• [Dataset content]:

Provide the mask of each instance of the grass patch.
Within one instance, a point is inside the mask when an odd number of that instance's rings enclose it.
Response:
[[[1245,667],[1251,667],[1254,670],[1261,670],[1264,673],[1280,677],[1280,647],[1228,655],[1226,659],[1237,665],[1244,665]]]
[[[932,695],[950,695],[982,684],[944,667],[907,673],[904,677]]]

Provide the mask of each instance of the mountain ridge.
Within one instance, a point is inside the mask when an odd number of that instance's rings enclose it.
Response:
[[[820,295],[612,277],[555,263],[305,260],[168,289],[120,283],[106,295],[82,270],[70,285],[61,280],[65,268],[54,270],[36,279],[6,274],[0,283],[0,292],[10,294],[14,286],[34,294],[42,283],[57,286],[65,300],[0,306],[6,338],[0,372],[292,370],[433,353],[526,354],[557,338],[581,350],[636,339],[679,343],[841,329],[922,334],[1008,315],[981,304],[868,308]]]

• [Activity]:
Each of the entries above is to be repeated exactly.

• [Task answer]:
Provide the mask of each instance of the grass patch.
Within one instance, a point is inside the mask when an odd number of that instance's rings enclose it.
Response:
[[[1245,667],[1251,667],[1254,670],[1261,670],[1264,673],[1280,677],[1280,647],[1228,655],[1226,659],[1237,665],[1244,665]]]
[[[932,695],[950,695],[982,684],[944,667],[907,673],[904,677]]]

Provide the mask of each instance of the mountain ridge.
Within one instance, a point is inside the mask when an odd number of that instance's rings enclose it.
Response:
[[[820,295],[612,277],[555,263],[305,260],[168,289],[120,283],[106,295],[82,270],[70,285],[61,280],[65,268],[54,270],[36,279],[6,274],[0,283],[0,292],[10,294],[14,286],[34,294],[42,283],[57,286],[65,300],[0,306],[6,338],[0,372],[292,370],[433,353],[526,354],[557,338],[581,350],[636,339],[679,343],[841,329],[922,334],[1008,315],[981,304],[868,308]]]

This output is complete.